▶ Page text:

Homelands

     Give a man a free house and he’ll bust out the windows – The Rainmakers, “Government Cheese”

     Just a couple of days back, Matt Bracken posted the following graphic:

     Apparently, there’s a mass migration of African Negroes to the Emerald Isle in progress. I wasn’t aware of it until recently. The graphic above states quite plainly what will become of the Irish should that migration be permitted to continue. It also asks a penetrating question:

Don’t the Irish deserve to keep a homeland?

     That word “homeland” has undergone some twisting and stretching in recent years. Some folks use it to mean “where we originated;” some to mean “where we’ve been for centuries;” some to mean “where we want to be.” In the case of Ireland and its native-born population, the meaning is somewhere between the first and second usages: Ireland and Scotland exchanged large fractions of their populations long ago. Nevertheless, for at least a millennium, Ireland has been occupied by a people consistent in heritage and culture, overwhelmingly white and Christian.

     The African diaspora (my fingers badly wanted to type “disaster” and very nearly succeeded) that has addressed the Emerald Isle, if permitted to continue, might overwhelm that native population completely. The numbers involved are convincing.

     No First World nation that has allowed the mass immigration of African blacks has benefited by it. No land that has endured such an influx has not suffered. Heightened crime, social pathologies, and political turmoil always follow. Ireland will not be exempt.

     Now let’s look at another homeland of interest: the nation of Israel.

▶ Directions for this task:
Quote the page text word for word, starting with "The African diaspora" and going on through "not be exempt.".

Excerpts from a point labeling dataset
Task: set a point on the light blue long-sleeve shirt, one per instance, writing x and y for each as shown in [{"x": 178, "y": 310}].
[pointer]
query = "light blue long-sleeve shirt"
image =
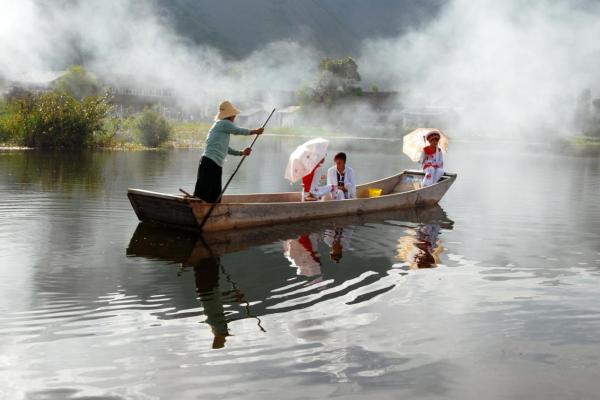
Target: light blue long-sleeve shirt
[{"x": 217, "y": 141}]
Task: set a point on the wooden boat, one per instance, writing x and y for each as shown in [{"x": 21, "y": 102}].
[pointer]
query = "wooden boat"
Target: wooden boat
[
  {"x": 185, "y": 246},
  {"x": 401, "y": 191}
]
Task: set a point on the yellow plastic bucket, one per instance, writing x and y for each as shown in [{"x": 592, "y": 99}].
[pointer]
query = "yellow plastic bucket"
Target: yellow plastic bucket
[{"x": 374, "y": 192}]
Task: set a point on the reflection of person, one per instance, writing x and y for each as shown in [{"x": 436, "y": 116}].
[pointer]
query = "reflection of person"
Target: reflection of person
[
  {"x": 341, "y": 176},
  {"x": 337, "y": 240},
  {"x": 311, "y": 184},
  {"x": 426, "y": 242},
  {"x": 423, "y": 249},
  {"x": 303, "y": 254},
  {"x": 431, "y": 160},
  {"x": 206, "y": 272},
  {"x": 208, "y": 183}
]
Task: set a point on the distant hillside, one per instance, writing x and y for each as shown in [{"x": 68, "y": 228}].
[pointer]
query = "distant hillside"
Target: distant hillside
[{"x": 336, "y": 27}]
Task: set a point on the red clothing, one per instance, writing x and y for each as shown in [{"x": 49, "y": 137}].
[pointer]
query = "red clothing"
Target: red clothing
[
  {"x": 429, "y": 151},
  {"x": 307, "y": 179}
]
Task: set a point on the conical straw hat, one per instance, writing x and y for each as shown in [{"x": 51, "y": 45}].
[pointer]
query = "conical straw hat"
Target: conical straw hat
[{"x": 226, "y": 110}]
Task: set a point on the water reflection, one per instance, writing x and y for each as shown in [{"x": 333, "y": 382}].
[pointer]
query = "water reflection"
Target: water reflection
[
  {"x": 422, "y": 248},
  {"x": 227, "y": 292}
]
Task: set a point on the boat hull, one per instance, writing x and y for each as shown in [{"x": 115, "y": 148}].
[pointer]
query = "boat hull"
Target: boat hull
[{"x": 254, "y": 210}]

▶ Answer:
The African diaspora (my fingers badly wanted to type “disaster” and very nearly succeeded) that has addressed the Emerald Isle, if permitted to continue, might overwhelm that native population completely. The numbers involved are convincing.

     No First World nation that has allowed the mass immigration of African blacks has benefited by it. No land that has endured such an influx has not suffered. Heightened crime, social pathologies, and political turmoil always follow. Ireland will not be exempt.